- _Written problem_:
Format as a JSON list of strings, one string per line, the lines starting with the line containing "side present and output the corresponding bounding boxes." and running through the line containing "[0,0,800,436]", both ends included. Leave out blank lines and include no other lines.

- _Data shown_:
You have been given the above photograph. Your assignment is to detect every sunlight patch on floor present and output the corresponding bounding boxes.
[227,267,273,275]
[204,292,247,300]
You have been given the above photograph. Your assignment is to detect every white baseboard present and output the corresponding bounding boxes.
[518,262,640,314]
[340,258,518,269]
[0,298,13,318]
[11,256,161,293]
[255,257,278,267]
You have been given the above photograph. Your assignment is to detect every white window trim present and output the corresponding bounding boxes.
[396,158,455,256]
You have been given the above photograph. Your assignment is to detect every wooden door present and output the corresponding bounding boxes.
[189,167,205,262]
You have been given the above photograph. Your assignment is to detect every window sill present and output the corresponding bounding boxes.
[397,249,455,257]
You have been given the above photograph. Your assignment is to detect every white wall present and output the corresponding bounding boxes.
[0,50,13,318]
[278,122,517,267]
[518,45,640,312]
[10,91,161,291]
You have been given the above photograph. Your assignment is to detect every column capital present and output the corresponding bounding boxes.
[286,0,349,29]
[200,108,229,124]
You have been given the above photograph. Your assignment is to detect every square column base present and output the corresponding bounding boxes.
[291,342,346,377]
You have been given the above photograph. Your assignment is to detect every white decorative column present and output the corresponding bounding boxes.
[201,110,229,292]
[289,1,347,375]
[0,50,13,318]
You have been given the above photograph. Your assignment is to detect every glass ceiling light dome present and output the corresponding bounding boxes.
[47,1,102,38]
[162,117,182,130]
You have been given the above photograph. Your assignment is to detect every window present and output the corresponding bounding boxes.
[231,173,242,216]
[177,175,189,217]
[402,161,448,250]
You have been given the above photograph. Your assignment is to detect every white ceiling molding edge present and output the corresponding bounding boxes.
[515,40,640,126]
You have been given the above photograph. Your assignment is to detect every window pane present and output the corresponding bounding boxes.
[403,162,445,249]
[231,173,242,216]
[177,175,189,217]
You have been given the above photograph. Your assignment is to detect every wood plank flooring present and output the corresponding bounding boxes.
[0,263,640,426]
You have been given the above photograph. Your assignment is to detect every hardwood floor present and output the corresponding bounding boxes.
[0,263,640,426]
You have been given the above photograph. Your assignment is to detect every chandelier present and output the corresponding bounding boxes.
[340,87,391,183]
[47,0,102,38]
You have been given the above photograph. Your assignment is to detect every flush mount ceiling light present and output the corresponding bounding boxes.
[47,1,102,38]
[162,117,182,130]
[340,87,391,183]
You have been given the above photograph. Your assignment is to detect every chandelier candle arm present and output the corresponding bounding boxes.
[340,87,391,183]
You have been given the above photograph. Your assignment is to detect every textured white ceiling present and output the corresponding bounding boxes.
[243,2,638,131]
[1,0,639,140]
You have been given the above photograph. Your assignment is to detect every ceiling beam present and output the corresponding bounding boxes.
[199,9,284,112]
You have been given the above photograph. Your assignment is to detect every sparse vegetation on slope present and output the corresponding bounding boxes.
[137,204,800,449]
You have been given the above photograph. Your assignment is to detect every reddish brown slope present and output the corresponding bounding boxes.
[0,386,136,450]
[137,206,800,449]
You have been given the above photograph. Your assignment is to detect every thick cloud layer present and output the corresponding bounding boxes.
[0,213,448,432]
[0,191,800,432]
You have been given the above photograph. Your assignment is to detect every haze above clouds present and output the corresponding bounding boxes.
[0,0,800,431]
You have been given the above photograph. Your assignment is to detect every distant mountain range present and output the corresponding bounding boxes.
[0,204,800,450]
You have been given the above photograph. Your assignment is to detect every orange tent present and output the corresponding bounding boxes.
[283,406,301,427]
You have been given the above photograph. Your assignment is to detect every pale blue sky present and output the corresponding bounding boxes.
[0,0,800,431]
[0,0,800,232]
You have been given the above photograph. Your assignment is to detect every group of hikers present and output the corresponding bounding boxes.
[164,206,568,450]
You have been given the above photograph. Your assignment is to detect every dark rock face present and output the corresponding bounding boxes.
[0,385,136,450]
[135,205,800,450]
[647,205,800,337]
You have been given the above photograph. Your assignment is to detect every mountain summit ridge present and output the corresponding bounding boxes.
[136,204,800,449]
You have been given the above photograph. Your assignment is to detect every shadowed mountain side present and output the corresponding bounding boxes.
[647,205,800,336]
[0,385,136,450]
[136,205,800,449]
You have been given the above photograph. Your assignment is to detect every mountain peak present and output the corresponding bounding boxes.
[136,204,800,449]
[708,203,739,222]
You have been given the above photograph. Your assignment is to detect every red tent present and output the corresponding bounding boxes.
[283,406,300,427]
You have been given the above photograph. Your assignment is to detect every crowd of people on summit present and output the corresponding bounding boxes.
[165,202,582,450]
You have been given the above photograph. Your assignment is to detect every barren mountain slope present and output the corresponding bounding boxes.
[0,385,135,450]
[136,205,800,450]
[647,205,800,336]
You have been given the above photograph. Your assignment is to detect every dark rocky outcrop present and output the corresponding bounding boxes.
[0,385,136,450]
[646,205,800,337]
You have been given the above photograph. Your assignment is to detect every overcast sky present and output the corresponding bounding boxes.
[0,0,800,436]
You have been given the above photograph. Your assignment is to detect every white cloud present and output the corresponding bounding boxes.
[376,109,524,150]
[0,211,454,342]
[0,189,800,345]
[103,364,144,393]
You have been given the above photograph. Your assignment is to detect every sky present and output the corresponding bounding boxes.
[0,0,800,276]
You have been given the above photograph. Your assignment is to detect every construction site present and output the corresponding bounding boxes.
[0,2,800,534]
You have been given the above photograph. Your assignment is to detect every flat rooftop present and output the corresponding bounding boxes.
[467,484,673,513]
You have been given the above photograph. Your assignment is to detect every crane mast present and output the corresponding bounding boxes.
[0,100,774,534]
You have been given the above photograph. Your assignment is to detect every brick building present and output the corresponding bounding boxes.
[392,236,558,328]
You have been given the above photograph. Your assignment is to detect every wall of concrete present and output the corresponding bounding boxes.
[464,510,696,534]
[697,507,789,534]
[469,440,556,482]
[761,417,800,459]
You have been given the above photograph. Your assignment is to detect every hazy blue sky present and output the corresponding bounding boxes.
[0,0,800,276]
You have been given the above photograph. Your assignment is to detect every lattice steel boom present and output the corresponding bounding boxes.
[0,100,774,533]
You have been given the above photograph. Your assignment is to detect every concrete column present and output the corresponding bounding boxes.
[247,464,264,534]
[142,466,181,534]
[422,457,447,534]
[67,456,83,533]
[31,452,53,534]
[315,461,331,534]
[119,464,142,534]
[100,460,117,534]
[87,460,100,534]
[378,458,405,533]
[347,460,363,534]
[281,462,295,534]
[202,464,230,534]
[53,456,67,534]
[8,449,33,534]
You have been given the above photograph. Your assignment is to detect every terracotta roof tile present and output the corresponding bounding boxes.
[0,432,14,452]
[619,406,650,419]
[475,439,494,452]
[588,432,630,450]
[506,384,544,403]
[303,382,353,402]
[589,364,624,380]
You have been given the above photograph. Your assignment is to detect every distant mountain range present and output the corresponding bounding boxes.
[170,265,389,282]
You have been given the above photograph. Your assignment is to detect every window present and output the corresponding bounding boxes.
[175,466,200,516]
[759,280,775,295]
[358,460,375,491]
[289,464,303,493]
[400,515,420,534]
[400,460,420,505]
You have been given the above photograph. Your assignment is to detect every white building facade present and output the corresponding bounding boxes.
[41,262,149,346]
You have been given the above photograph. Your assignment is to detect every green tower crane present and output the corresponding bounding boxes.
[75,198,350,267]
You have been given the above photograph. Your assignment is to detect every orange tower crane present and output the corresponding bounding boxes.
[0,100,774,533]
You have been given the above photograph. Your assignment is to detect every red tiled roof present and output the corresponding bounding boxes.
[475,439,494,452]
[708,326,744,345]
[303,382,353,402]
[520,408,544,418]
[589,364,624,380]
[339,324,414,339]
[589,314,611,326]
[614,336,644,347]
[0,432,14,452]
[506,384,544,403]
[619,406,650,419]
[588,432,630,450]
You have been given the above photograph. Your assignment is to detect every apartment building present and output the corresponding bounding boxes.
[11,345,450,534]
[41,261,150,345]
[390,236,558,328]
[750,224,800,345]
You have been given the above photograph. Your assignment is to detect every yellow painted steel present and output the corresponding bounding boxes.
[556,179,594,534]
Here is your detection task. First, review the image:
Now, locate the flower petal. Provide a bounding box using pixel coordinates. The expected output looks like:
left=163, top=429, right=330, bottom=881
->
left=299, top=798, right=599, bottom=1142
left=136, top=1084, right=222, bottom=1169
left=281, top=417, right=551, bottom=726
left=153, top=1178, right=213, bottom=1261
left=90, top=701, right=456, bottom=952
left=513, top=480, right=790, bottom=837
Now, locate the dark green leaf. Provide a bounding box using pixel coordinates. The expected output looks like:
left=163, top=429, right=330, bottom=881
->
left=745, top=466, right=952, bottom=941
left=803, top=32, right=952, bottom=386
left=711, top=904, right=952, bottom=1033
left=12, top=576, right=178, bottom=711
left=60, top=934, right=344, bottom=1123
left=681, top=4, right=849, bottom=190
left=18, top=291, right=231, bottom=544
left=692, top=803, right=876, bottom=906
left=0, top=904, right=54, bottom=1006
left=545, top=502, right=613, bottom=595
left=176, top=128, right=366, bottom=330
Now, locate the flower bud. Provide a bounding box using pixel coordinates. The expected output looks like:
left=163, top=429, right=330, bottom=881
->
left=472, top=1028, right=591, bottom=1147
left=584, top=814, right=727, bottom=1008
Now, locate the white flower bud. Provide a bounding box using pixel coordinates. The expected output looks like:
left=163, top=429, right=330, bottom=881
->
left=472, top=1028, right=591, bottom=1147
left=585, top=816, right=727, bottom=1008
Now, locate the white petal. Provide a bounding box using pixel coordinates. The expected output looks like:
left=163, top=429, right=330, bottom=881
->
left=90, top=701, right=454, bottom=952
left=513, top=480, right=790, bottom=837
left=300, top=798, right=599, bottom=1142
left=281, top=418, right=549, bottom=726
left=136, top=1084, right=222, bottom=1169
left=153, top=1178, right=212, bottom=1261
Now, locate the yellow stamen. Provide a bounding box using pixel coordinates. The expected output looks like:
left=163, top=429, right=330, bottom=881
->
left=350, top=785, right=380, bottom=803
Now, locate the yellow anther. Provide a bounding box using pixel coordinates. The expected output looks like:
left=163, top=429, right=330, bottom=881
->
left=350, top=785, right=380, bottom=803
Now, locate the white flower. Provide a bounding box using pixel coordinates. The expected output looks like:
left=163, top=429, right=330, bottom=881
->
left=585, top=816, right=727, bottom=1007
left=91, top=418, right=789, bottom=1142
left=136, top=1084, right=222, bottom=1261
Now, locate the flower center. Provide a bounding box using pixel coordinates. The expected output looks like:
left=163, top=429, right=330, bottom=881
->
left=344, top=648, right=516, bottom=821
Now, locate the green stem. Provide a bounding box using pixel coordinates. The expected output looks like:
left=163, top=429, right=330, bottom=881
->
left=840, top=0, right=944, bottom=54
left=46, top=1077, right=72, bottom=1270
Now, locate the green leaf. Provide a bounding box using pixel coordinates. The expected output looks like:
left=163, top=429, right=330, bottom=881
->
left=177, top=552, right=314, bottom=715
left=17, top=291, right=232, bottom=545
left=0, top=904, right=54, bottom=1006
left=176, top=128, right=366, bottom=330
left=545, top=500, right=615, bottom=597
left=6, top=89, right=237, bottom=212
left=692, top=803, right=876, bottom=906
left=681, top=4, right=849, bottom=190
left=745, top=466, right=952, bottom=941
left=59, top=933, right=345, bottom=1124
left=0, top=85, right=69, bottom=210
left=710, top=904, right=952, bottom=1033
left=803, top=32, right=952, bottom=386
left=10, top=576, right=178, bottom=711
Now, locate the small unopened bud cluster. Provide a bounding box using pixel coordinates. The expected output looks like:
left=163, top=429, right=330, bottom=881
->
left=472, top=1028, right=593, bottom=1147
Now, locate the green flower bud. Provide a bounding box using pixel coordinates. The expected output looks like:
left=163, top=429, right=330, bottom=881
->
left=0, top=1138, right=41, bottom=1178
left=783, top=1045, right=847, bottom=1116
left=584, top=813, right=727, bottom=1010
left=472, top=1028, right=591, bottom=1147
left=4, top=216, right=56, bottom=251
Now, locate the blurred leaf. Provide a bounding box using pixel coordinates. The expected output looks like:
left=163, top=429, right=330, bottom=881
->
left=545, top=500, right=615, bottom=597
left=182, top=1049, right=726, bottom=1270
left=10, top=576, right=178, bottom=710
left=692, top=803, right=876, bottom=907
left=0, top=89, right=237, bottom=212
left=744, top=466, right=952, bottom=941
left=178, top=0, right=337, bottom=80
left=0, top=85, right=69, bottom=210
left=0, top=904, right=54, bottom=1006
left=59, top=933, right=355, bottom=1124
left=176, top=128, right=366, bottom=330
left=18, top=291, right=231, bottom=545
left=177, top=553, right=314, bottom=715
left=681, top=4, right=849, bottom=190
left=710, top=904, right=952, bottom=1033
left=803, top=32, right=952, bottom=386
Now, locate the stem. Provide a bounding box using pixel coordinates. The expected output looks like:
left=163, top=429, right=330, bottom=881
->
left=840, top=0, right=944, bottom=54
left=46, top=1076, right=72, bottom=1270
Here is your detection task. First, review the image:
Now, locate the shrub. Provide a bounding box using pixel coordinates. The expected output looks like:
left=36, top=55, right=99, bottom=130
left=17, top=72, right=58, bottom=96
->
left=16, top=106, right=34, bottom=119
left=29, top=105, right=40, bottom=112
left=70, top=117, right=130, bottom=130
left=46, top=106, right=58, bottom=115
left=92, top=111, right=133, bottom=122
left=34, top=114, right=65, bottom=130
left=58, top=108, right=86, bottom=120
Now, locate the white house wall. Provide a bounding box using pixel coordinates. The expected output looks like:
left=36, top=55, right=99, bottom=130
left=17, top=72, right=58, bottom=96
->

- _Written solution_:
[
  "You have been given the above photograph. Your assignment is to detect every shadowed mountain side present and output the corresponding bounding boxes.",
  "[647,205,800,336]",
  "[0,385,136,450]",
  "[136,205,800,449]",
  "You have been given the above photograph. Your assignment is to detect every mountain peak present and output the corresponding bounding boxes.",
  "[136,204,800,449]",
  "[708,203,739,222]",
  "You have been given the above photograph. Your assignment is to detect every red tent present and output the corresponding bounding boxes.",
  "[283,406,300,427]",
  "You have been given the above photograph. Your assignment is to detect every crowd of people on summit present and output the corresponding bounding boxes.",
  "[165,202,582,450]",
  "You have been given the above photograph. Your assignment is to detect every barren mountain slope present and output the corresponding bounding boxes.",
  "[0,385,135,450]",
  "[136,205,800,450]",
  "[647,205,800,336]",
  "You have been given the above photograph. Your assignment is to detect every dark rocky outcrop present and output the corresponding bounding boxes.",
  "[0,385,136,450]",
  "[646,205,800,337]",
  "You have been given the above photograph. Your assignment is to detect every overcast sky present and output the corresponding bounding boxes.",
  "[0,0,800,436]"
]